**EXERCISE PASSAGE**
========================
The Problem
I recently had to trouble shoot a Windows Server 2012 R2 Hyper-V cluster where SMB Direct is leveraged for live migration. It seemed to work, sometime perfectly but at times it but it was in “slow” motion. The VMs got queued for live migration, it took some time for it started and sometimes it would finish or it would fail. This did not happen between all the nodes. I diligently checked out the SMB Direct network but that was OK on all nodes. Basically the LM network was perfectly fine.
To me this indicated that the hosts potentially had issues communicating with each other to coordinate the live migration. But pings and such looked good, there was connectivity, on the surface all seemed well. In the event log details we saw indications that this was indeed the case. Unfortunately I did not get the opportunity to take screenshots or copies of the events in this particular situation.
The nodes had a separate 2*1Gbps native team LAN access and backups. But diving deeper I noticed that they had set Jumbo Frames on some of those member NICs and not on others. So these setting differed from node to node and that was leading to the symptoms we described above.
Conclusion
You can use Jumbo Frames on your live migration network. Testing has shown this to be beneficial. When you’re doing SMB direct it won’t make such a big difference but it doen not hurt. When SMB Direct fails you’ll fall back to SMB with Multichannel and there it helps more! See Live Migration Can Benefit From Jumbo Frames. While SMB Direct (infiniband, RoCE & iWarp) know Jumbo frames the limited testing I have ever done there indicates only a small increase (2%) in throughput so I’m not sure it’s even worthwhile when doing RDMA.
When you can use Jumbo Frames on you host LAN NIC or team of NICs (handy is you use it to do backups as well) you need to be consistent end to end. Meaning ALL hosts, ALL NICS & all switches/ switch ports. Being inconsistent in this on the cluster nodes was what cause the slow to failing live migrations. You need to have good communications between the hosts themselves and AD. Just unplug the LAN from a Hyper-V cluster host to demo this => live migration from to that node and the rest of the cluster won’t work. Mismatching Jumbo Frames or potentially other network settings make this less obvious. Another “fun” example to trouble shoot is a NIC team where the member NICs are in different VLANs.
========================
**ENTRIES SHOWN**

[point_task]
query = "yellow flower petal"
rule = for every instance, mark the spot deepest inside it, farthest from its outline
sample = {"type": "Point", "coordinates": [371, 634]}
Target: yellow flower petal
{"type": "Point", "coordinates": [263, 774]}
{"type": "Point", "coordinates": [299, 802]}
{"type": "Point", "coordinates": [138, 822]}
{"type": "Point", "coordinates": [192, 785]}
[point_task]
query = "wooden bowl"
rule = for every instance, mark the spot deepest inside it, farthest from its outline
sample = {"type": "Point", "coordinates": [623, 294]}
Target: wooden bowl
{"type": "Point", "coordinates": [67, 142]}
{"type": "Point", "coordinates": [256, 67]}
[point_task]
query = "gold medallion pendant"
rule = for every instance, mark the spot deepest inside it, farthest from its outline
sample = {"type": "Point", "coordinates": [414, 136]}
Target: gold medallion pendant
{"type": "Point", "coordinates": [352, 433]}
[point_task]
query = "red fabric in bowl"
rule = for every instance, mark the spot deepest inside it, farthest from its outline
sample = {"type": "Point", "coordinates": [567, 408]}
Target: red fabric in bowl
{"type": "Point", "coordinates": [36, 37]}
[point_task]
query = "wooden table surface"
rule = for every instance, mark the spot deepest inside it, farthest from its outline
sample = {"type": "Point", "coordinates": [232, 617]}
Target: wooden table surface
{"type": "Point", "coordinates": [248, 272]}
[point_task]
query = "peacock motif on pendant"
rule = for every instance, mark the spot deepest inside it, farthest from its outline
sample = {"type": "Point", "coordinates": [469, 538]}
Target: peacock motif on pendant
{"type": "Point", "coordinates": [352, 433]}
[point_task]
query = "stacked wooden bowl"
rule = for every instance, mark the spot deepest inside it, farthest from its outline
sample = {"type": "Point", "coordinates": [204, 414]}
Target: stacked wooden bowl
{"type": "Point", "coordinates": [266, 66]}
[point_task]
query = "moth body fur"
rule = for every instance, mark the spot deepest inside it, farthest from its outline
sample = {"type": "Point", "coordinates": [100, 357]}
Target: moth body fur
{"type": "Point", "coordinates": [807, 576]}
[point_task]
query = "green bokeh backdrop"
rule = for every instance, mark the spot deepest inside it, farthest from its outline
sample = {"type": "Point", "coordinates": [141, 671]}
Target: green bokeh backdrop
========================
**TASKS FOR THIS EXERCISE**
**1.** Can you duplicate the portion of the live migration write-up that opens with the words containing "The nodes had" and closes with "we described above."?
**2.** How would you render this sentence from the live migration write-up in Spanish: "I diligently checked out the SMB Direct network but that was OK on all nodes."
Rely on nothing but the live migration write-up.

**ANSWER LIST**
**1.**
The nodes had a separate 2*1Gbps native team LAN access and backups. But diving deeper I noticed that they had set Jumbo Frames on some of those member NICs and not on others. So these setting differed from node to node and that was leading to the symptoms we described above.

**2.** Revisé con diligencia la red SMB Direct, pero estaba bien en todos los nodos.